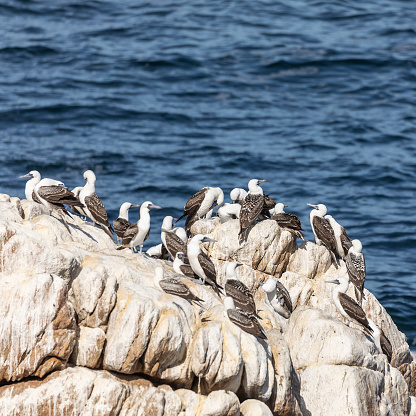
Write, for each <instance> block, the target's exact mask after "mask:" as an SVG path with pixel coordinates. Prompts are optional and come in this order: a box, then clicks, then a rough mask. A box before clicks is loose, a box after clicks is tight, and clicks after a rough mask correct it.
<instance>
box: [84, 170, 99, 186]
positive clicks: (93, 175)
mask: <svg viewBox="0 0 416 416" xmlns="http://www.w3.org/2000/svg"><path fill="white" fill-rule="evenodd" d="M84 179H85V180H86V181H87V182H91V183H95V181H96V179H97V178H96V177H95V173H94V172H93V171H92V170H86V171H85V172H84Z"/></svg>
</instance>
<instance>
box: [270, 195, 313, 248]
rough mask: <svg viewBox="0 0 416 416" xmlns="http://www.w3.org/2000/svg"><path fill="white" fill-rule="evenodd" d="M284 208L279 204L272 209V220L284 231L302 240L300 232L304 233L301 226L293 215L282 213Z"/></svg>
mask: <svg viewBox="0 0 416 416" xmlns="http://www.w3.org/2000/svg"><path fill="white" fill-rule="evenodd" d="M284 207H285V206H284V205H283V204H282V203H281V202H279V203H278V204H276V205H275V207H274V208H273V212H274V214H273V217H272V220H274V221H276V222H277V225H278V226H279V227H281V228H283V229H284V230H287V231H290V232H291V233H293V234H294V235H295V236H296V237H297V238H301V239H302V240H303V239H304V238H303V237H305V235H304V234H303V233H302V231H305V230H304V229H303V228H302V224H301V223H300V219H299V218H298V216H296V215H295V214H289V213H288V212H284V210H283V208H284Z"/></svg>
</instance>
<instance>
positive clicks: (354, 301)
mask: <svg viewBox="0 0 416 416" xmlns="http://www.w3.org/2000/svg"><path fill="white" fill-rule="evenodd" d="M326 283H334V284H335V285H336V286H335V287H334V289H333V291H332V299H333V301H334V304H335V306H336V308H337V309H338V312H339V313H340V314H341V315H342V316H343V317H344V318H346V319H347V321H348V323H347V325H348V326H349V323H350V321H355V322H357V323H359V324H360V325H362V326H363V327H365V328H366V329H368V330H369V331H370V332H371V333H372V332H373V329H372V328H371V326H370V324H369V322H368V319H367V316H366V315H365V312H364V310H363V308H362V307H361V306H360V305H359V304H358V303H357V302H356V301H355V300H354V299H353V298H351V297H350V296H348V295H347V294H346V293H345V292H346V291H347V290H348V285H349V283H350V282H349V281H348V280H347V279H346V278H345V277H338V278H337V279H335V280H327V281H326Z"/></svg>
----
### About this task:
In the copy, include every record exactly and no pictures at all.

### Answer for the task:
Write, for each <instance> block, the target's exact mask after "mask:" as an SVG path with pixel coordinates. Prompts are optional and come in this order: a box, then clicks, then a rough mask. A box before clicks is loose, a box after clicks is tight, and clicks after a rough mask correct it.
<instance>
box: [84, 170, 99, 186]
positive clicks: (93, 175)
mask: <svg viewBox="0 0 416 416" xmlns="http://www.w3.org/2000/svg"><path fill="white" fill-rule="evenodd" d="M84 179H85V180H86V181H87V182H91V183H95V181H96V179H97V178H96V177H95V173H94V172H93V171H92V170H86V171H85V172H84Z"/></svg>
</instance>
<instance>
box: [270, 195, 313, 248]
rough mask: <svg viewBox="0 0 416 416" xmlns="http://www.w3.org/2000/svg"><path fill="white" fill-rule="evenodd" d="M284 208L279 204L272 209V220L284 231L302 240L300 232L304 233L301 226L293 215L282 213Z"/></svg>
mask: <svg viewBox="0 0 416 416" xmlns="http://www.w3.org/2000/svg"><path fill="white" fill-rule="evenodd" d="M284 207H285V206H284V205H283V204H282V203H281V202H279V203H278V204H276V205H275V207H274V208H273V212H274V214H273V217H272V220H274V221H276V222H277V225H278V226H279V227H281V228H283V229H284V230H287V231H290V232H291V233H293V234H294V235H295V236H296V237H297V238H301V239H302V240H303V239H304V238H303V237H305V235H304V234H303V233H302V231H305V230H304V229H303V228H302V224H301V223H300V219H299V218H298V216H296V215H295V214H289V213H288V212H284V210H283V208H284Z"/></svg>
</instance>
<instance>
positive clicks: (354, 301)
mask: <svg viewBox="0 0 416 416" xmlns="http://www.w3.org/2000/svg"><path fill="white" fill-rule="evenodd" d="M326 283H334V284H335V285H336V286H335V287H334V289H333V291H332V299H333V301H334V304H335V306H336V308H337V309H338V312H339V313H340V314H341V315H342V316H343V317H344V318H346V319H347V321H348V323H347V325H348V326H349V323H350V321H355V322H357V323H359V324H360V325H362V326H363V327H365V328H366V329H368V330H369V331H370V332H371V333H372V332H373V329H372V328H371V326H370V324H369V322H368V319H367V316H366V315H365V312H364V310H363V308H362V307H361V306H360V305H359V304H358V303H357V302H356V301H355V300H354V299H353V298H351V297H350V296H348V295H347V294H346V293H345V292H346V291H347V290H348V285H349V283H350V282H349V281H348V280H347V279H346V278H345V277H338V278H337V279H335V280H327V281H326Z"/></svg>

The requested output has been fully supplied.